Pendant qu’on pansait les blessures, le lieutenant de roi, Nicolas-Joseph de Noyelles de Fleurimont, survint avec quatre soldats ; il monta au grenier, aperçut la pendue et demanda à Théodore Panneton de couper la corde. Le chirurgien Charles Alavoine, mandé sur les lieux, arriva à son tour ; il fit porter l’esclave sur un lit et, constatant des signes de vie, il pratiqua une bonne saignée. Une demi-heure plus tard, l’esclave reprit connaissance et les dames se remettaient de leurs blessures qui n’étaient que superficielles.

L’enquête débuta le jour même, en présence du notaire Jean Le Proust, juge en cette partie, étant donné l’absence de René-Ovide Hertel* de Rouville, lieutenant général civil et criminel. Ce jour-là et les suivants, de nombreux témoins défilèrent devant le tribunal. L’esclave, qui ne parfait que la langue des Outaouais, eut recours à un interprète nommé d’office, l’armurier Joseph Chevalier. D’après la version de l’accusée, les coups furent donnés, non pour tuer, mais pour faire peur seulement ; elle ne pensait point mériter de punition pour avoir maltraité ses maîtresses et, si elle avait voulu se suicider, ce n’était ni par regret ni par crainte.

Le 11 septembre 1759, le juge suppléant déclara l’esclave coupable « d’avoir donné des coups de Couteaux mentionnés en la procédure et ensuite S’être pendue » ; en conséquence, elle serait « battue et fustigée nue de verges par l’Executeur de la haute justice dans les carrefours et Lieux accoutumés de cette ville » ; à l’un des carrefours, elle serait « fletri d’un fer chaud marquée d’une fleur de Lis sur L’Épaule droite », pour être ensuite bannie à perpétuité de la juridiction de Trois-Rivières, après avoir versé une amende de 3#.

Données extraites -

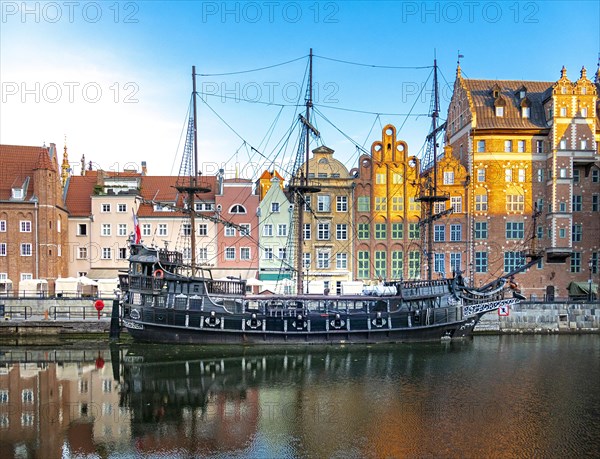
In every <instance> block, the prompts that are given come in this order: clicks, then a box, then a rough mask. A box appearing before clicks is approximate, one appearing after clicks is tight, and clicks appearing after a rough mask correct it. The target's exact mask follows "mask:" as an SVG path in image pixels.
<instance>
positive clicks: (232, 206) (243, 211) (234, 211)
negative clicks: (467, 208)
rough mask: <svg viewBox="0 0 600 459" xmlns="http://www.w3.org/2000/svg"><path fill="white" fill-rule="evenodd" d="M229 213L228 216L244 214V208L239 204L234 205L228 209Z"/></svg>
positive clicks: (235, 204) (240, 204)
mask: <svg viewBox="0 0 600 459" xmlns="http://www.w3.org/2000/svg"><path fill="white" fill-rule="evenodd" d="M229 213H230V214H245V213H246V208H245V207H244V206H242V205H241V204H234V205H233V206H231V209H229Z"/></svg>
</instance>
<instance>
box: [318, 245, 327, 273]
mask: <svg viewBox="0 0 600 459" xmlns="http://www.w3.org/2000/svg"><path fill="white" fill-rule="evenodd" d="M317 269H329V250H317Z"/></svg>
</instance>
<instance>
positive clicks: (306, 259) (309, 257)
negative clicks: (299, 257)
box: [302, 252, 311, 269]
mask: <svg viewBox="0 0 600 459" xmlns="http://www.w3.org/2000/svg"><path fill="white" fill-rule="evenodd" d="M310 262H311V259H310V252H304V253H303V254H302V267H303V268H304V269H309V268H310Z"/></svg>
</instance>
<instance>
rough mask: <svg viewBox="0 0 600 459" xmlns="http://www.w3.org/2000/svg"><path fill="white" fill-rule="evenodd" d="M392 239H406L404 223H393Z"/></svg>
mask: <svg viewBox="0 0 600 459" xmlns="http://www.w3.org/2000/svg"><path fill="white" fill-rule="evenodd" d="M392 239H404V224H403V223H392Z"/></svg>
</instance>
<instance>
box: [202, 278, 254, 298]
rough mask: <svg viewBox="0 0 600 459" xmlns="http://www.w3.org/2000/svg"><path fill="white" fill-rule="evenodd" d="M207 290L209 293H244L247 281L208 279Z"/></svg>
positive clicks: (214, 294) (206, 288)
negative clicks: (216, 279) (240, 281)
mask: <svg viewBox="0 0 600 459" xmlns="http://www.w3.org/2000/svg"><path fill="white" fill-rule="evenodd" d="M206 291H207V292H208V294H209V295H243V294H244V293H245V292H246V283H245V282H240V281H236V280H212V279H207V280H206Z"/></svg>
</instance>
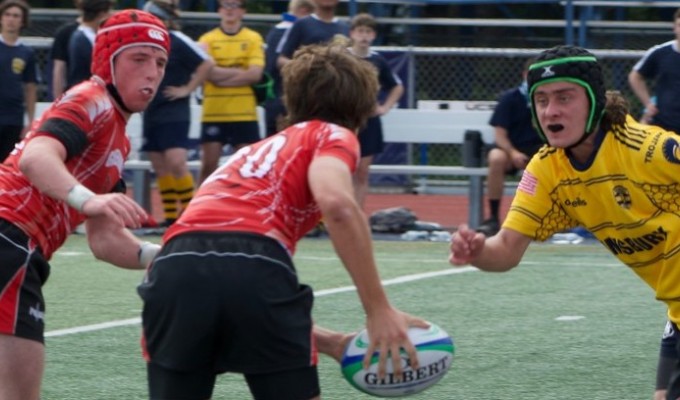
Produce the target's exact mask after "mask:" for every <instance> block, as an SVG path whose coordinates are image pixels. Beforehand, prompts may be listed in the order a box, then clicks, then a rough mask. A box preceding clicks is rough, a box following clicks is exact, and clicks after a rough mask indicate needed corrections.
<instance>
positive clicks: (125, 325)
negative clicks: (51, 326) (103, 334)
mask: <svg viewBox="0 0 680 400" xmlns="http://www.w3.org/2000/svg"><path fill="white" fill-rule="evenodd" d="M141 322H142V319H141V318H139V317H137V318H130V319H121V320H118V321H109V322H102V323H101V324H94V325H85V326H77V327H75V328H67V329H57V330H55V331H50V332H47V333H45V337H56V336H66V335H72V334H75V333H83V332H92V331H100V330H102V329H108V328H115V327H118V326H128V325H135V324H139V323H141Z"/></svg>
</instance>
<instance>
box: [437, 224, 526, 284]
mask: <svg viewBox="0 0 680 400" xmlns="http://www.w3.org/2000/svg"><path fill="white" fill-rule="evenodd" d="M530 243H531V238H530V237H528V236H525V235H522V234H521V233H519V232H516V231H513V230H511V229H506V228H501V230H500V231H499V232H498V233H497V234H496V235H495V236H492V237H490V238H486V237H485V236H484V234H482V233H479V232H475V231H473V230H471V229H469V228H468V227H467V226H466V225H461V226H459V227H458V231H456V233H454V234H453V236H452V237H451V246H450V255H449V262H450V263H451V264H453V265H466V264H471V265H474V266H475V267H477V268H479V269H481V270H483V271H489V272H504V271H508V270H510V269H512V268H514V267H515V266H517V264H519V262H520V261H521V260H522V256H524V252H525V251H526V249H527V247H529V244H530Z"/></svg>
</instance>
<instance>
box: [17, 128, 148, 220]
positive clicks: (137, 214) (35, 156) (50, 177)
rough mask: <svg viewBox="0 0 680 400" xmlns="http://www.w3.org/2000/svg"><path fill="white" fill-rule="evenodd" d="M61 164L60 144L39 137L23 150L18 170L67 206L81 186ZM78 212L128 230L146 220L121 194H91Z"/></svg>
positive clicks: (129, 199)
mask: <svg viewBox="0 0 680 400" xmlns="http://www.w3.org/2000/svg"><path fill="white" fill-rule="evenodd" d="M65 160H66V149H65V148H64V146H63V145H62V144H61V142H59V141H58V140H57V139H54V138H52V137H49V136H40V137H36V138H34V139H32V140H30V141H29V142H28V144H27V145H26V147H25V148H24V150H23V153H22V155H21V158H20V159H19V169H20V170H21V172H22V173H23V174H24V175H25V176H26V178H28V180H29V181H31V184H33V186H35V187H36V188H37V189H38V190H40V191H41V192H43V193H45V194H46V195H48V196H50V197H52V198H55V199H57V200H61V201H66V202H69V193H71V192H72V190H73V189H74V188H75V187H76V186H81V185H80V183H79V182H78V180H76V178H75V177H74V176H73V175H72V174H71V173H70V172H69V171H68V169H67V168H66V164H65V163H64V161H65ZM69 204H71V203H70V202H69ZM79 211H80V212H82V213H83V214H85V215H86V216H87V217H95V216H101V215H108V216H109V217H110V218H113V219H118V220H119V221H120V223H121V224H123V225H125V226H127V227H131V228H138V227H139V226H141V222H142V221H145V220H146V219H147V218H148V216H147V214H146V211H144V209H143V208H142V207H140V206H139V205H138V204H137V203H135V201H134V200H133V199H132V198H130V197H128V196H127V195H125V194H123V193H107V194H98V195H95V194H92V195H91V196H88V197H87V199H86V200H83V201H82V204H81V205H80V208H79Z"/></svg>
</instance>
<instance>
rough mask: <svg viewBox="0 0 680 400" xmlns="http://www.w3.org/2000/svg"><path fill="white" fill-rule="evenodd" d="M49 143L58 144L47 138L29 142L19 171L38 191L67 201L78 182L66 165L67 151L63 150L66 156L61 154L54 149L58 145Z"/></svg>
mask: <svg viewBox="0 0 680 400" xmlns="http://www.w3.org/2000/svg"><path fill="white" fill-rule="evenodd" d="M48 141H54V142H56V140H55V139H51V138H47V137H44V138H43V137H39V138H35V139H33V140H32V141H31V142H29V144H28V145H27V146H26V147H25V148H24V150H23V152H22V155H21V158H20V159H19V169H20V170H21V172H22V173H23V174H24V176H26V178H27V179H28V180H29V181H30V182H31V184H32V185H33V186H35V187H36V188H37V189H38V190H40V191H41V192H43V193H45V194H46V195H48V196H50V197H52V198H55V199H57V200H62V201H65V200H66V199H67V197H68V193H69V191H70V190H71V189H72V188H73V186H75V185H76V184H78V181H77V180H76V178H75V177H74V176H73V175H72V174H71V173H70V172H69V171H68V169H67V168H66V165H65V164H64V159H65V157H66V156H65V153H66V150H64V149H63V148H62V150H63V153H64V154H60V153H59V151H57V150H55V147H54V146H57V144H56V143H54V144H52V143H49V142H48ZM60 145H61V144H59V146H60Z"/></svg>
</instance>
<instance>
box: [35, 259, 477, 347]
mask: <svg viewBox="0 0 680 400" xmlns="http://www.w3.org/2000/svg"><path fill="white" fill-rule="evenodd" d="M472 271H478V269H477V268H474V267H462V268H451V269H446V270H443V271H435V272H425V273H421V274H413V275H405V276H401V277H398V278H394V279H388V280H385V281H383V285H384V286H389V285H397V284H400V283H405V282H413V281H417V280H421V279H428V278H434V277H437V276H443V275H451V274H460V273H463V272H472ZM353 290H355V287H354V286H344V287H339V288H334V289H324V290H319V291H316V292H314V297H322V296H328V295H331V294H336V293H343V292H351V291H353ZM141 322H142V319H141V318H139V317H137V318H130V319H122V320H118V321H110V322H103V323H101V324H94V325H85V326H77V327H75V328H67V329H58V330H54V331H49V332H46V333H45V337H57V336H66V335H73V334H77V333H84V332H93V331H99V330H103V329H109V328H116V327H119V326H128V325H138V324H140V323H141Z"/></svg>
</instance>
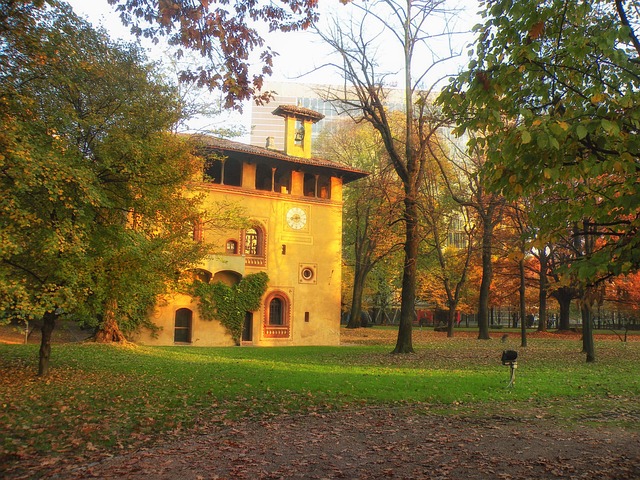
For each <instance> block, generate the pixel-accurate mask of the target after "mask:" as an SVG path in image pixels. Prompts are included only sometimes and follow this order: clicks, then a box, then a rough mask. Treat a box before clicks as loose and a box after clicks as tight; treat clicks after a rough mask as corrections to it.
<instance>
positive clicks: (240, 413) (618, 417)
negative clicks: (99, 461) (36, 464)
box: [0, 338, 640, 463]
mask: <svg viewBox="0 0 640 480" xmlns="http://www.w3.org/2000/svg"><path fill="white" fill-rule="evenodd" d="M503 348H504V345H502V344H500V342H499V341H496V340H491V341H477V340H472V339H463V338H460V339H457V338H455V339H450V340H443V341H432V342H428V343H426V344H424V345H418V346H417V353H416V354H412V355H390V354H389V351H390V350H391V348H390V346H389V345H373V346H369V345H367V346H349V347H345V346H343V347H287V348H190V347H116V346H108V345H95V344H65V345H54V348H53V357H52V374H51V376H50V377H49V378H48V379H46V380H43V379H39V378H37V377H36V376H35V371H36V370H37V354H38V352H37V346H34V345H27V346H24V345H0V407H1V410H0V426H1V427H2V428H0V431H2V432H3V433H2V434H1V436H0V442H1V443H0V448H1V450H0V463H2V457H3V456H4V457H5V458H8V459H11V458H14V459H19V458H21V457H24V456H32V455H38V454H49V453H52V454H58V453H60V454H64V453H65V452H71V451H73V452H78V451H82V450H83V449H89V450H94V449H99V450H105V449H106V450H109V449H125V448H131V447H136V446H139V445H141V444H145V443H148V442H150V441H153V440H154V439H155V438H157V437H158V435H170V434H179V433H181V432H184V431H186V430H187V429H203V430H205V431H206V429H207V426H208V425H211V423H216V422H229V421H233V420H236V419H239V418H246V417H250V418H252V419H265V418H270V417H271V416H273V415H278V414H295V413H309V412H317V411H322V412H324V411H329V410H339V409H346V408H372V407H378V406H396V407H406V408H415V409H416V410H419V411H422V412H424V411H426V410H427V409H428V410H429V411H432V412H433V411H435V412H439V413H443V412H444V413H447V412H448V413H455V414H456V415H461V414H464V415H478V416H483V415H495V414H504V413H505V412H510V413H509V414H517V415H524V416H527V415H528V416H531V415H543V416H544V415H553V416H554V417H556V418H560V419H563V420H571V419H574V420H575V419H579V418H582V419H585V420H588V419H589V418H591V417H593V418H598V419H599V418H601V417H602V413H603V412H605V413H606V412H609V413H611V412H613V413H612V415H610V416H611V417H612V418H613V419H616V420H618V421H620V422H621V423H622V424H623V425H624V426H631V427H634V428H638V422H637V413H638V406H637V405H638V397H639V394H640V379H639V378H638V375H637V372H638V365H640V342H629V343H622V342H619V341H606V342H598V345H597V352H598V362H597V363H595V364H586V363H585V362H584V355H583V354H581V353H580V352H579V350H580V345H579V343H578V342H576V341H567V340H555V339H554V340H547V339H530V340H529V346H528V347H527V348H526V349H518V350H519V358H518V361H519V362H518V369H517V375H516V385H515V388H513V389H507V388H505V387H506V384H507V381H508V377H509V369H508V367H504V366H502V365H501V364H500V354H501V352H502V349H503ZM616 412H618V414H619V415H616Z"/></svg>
--
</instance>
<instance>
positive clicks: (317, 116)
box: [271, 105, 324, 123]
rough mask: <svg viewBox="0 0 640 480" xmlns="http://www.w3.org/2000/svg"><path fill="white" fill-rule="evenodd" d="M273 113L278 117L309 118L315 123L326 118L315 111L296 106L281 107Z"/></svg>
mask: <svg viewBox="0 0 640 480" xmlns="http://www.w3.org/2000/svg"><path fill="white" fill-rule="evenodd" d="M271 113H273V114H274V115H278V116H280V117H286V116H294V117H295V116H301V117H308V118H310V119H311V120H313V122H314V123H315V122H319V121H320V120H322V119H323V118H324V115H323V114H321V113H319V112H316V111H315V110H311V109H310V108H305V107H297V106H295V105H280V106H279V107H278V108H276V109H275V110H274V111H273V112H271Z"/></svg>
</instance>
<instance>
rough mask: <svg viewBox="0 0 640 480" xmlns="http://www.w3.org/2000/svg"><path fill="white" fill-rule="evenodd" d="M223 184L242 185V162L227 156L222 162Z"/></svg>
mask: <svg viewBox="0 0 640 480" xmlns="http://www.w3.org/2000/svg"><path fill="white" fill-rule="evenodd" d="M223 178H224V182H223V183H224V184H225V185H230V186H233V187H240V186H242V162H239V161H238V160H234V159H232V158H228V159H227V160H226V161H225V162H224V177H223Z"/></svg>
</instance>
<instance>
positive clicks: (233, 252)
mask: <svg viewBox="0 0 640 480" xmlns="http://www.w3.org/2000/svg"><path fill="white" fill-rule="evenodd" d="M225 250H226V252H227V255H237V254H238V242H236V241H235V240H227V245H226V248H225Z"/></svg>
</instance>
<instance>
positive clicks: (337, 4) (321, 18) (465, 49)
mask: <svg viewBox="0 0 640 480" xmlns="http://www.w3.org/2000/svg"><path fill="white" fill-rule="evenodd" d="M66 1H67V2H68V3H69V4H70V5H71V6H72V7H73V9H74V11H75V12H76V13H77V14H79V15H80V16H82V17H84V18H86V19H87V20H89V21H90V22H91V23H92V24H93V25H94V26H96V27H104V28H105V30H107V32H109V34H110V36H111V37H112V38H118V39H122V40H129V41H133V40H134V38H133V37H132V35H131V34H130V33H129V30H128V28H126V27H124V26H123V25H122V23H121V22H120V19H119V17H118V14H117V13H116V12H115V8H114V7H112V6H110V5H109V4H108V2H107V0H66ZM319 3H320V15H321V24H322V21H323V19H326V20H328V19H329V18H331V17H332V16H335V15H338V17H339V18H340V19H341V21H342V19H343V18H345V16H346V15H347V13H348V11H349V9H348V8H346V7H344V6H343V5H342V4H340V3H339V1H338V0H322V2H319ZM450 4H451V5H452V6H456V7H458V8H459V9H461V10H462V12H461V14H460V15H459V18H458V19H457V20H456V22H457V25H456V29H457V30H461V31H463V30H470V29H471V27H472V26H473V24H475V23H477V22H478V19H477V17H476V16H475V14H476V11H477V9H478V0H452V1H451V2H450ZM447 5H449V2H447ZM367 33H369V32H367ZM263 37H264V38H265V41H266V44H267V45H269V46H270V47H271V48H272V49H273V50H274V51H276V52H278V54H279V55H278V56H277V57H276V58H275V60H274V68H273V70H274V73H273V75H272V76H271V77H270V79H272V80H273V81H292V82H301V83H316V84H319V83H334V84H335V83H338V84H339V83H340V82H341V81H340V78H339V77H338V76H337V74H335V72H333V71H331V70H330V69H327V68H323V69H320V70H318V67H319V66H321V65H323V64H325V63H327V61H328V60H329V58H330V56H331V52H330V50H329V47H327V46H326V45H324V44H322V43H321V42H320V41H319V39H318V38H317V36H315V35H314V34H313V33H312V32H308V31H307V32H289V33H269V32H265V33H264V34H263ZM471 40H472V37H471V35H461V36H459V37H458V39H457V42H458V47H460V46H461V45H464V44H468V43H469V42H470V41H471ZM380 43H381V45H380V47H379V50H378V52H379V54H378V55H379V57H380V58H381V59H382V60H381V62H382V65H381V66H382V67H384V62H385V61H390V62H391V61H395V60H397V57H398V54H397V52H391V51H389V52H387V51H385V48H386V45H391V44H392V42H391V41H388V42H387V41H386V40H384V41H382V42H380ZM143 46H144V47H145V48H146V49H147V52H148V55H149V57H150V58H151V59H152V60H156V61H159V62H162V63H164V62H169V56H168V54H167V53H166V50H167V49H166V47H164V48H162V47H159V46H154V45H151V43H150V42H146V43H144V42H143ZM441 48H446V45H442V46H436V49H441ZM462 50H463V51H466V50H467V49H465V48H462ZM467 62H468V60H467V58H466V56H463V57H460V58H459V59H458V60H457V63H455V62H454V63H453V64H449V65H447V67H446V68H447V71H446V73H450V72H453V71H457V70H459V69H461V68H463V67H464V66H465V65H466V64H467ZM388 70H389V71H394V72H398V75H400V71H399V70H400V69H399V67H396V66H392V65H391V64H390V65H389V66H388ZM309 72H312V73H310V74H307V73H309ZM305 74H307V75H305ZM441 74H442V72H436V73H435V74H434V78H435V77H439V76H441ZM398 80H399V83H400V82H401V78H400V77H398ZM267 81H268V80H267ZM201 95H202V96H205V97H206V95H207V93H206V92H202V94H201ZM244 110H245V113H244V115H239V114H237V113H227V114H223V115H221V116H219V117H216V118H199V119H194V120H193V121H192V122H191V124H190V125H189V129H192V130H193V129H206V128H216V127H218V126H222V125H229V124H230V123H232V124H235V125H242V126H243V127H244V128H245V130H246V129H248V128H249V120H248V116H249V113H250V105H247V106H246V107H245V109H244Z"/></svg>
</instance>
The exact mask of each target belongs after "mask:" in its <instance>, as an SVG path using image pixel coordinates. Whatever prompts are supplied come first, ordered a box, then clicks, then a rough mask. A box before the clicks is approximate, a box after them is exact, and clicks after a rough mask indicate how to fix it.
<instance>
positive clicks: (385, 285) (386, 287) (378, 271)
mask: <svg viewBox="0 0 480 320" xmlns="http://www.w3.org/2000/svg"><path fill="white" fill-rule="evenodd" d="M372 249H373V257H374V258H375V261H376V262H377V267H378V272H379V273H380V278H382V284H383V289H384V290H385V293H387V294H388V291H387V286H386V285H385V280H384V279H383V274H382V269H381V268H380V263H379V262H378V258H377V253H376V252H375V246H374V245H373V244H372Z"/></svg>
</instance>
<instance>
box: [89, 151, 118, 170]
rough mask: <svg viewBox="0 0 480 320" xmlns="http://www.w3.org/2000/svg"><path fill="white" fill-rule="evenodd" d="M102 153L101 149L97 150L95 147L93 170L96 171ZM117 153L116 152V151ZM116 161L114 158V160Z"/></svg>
...
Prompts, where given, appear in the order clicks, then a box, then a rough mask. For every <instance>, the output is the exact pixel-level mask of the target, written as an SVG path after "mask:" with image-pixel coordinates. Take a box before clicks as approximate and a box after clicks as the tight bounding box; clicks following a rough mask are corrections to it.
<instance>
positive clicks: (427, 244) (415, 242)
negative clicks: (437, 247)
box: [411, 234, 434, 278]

Activité 1 - Relevez tous les noms de personnes qui figurent dans le récit du procès.
Activité 2 - Reprenez le récit du procès juste après sa dernière phrase.
Les enregistrements n'ont aucun lien avec le récit du procès.

Votre réponse 1 -
Nicolas-Joseph de Noyelles de Fleurimont
Théodore Panneton
Charles Alavoine
Jean Le Proust
René-Ovide Hertel de Rouville
Joseph Chevalier

Votre réponse 2 -
Le procureur du roi, Louis-Joseph Godefroy* de Tonnancour, jugeant la sentence trop douce, en appela au Conseil supérieur de la colonie. Celui-ci se réunit à Montréal le 29 décembre suivant et condamna « la dite Marie Sauvagesse à être pendue et étranglée jusqu’à ce que mort s’en suive a une potence qui pour cet effet sera dressée en la place du marché de cette ville » ; il ordonna ensuite « que son corps mort y demeure exposé pendant deux heures » avant d’être jeté à la voirie.

Le procès de cette panisse démontre la sévérité de la justice criminelle en Nouvelle-France ; il indique également que l’esclave et la personne libre comparaissent devant le même tribunal et subissent leur châtiment dans les mêmes conditions.

André Côté

ANQ, NF, Dossiers du Cons. sup., Mat. crim., VI : 397 ; NF, Registres du Cons. sup., registre criminel, 1730–1759, ff.195s.— Trudel, L’esclavage au Canada français.— Gérard Malchelosse, Un procès criminel aux Trois-Rivières en 1759, Cahiers des Dix, XVIII (1953) : 207–226.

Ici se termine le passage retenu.